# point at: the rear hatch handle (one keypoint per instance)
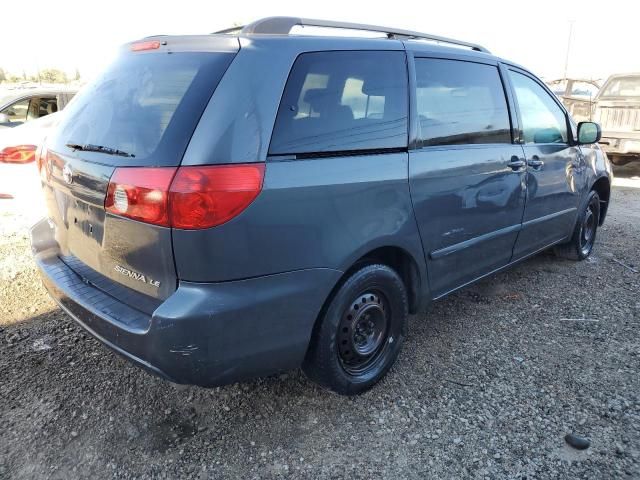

----

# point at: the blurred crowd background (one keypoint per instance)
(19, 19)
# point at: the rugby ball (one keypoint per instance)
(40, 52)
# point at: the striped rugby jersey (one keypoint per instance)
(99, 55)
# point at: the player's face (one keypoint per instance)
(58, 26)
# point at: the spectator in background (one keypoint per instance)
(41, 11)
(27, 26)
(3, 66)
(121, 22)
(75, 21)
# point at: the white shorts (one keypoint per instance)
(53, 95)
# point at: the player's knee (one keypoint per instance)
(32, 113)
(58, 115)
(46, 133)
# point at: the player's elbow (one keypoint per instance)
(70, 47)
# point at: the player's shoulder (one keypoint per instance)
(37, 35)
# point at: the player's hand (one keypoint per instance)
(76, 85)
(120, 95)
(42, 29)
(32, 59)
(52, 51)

----

### EXERCISE DETAILS
Identify each line in the entries above that contains the string "point" and copy those lines. The match is case-sensitive.

### WRITTEN RESPONSE
# point at: the rear hatch handle (one keypoint per instance)
# point at: the blurred crowd background (one keypoint per instance)
# point at: the rugby ball (one keypoint per instance)
# point at: the striped rugby jersey (one keypoint per instance)
# point at: the player's face (one keypoint per instance)
# point at: the spectator in background (one keypoint per instance)
# point at: the white shorts (one keypoint per instance)
# point at: the player's knee (one keypoint per instance)
# point at: the player's elbow (one keypoint per instance)
# point at: the player's shoulder (one keypoint per instance)
# point at: the player's hand (one keypoint per instance)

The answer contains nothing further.